The records:
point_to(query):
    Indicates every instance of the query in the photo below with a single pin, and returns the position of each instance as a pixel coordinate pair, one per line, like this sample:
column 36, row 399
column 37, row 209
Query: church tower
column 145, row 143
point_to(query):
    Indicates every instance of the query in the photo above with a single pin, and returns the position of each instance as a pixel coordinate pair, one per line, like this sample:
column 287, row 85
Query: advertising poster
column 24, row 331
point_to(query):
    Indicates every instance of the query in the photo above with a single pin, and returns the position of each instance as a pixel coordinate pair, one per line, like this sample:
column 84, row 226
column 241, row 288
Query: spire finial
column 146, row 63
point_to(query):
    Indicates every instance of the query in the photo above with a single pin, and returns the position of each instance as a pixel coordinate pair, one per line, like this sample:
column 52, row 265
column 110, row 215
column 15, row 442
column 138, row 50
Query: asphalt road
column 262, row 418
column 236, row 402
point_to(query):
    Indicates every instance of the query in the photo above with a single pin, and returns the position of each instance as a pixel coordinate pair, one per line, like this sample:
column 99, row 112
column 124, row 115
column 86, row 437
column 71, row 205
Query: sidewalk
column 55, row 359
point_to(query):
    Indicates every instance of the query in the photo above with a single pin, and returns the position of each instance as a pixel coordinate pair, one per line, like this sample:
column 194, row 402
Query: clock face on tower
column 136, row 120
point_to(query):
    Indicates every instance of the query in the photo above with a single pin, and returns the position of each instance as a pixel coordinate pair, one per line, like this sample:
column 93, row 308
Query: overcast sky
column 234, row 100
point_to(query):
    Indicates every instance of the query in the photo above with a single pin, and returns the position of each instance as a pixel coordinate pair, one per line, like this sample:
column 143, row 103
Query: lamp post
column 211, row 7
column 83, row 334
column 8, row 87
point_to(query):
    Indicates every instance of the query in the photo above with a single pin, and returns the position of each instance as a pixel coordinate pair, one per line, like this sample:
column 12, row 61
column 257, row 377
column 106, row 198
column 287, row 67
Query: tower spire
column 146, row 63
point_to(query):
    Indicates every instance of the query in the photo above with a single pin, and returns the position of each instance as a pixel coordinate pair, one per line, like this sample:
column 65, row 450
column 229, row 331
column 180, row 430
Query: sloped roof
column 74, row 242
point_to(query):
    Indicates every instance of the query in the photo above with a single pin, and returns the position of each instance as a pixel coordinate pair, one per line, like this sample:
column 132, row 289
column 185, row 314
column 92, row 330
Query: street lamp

Directions:
Line by line, repeat everything in the records verbatim.

Written solution:
point_to(query):
    Indicates every instance of the query in the photo below with a single pin, and returns the position of each instance as a pixel coordinate pair, one per line, like this sample:
column 36, row 399
column 37, row 209
Query: church tower
column 145, row 143
point_to(query):
    Indicates every instance of the query in the photo above with a single pin, and returns the position of each instance as a pixel coordinate pair, one per line, like this sample:
column 287, row 85
Query: advertising poster
column 24, row 331
point_to(query):
    Indicates every instance of the query in the photo above with a single pin, and returns the position of each instance as a pixel coordinate pair, one per line, like this sample:
column 84, row 226
column 241, row 288
Query: spire finial
column 146, row 63
point_to(query):
    Indicates every instance of the query in the photo above with a single pin, and returns the position of each instance as a pixel coordinate pair, one per line, like this sample:
column 52, row 265
column 110, row 215
column 15, row 442
column 138, row 50
Query: asphalt road
column 262, row 418
column 236, row 402
point_to(query):
    Indicates every instance of the query in the photo above with a single pin, and returns the position of each instance as a pixel coordinate pair, one per line, like this sample:
column 99, row 112
column 124, row 115
column 86, row 437
column 71, row 205
Query: sidewalk
column 55, row 359
point_to(query):
    Indicates every instance of the query in the photo above with a single pin, and returns the position of each instance as a pixel coordinate pair, one per line, like this sample:
column 194, row 402
Query: clock face on tower
column 136, row 120
point_to(query):
    Indicates every instance of the query in the photo above with a single pin, and returns the position of each instance as a pixel coordinate pair, one per line, like this sample:
column 93, row 308
Query: overcast sky
column 234, row 100
point_to(query):
    Indicates every instance of the query in the photo above with a single pin, and returns the position of each instance as a pixel coordinate pair, one per line, like this sample:
column 143, row 103
Query: lamp post
column 211, row 7
column 83, row 334
column 8, row 87
point_to(query):
    Indicates every instance of the query in the photo above with a single pin, and returns the position of each instance as a pixel coordinate pair, one per line, like this sample:
column 12, row 61
column 257, row 377
column 106, row 198
column 287, row 67
Query: tower spire
column 146, row 63
point_to(query):
    Indicates every instance of the query in the photo above with a single pin, and returns the position of each instance as a pixel coordinate pair, one per line, like this sample:
column 65, row 450
column 229, row 331
column 180, row 430
Query: sloped roof
column 74, row 242
point_to(query):
    Indicates every instance of the query in the photo above with a single pin, and returns the position of each instance as a pixel coordinate pair, one per line, like this sample:
column 132, row 289
column 185, row 314
column 92, row 330
Query: street lamp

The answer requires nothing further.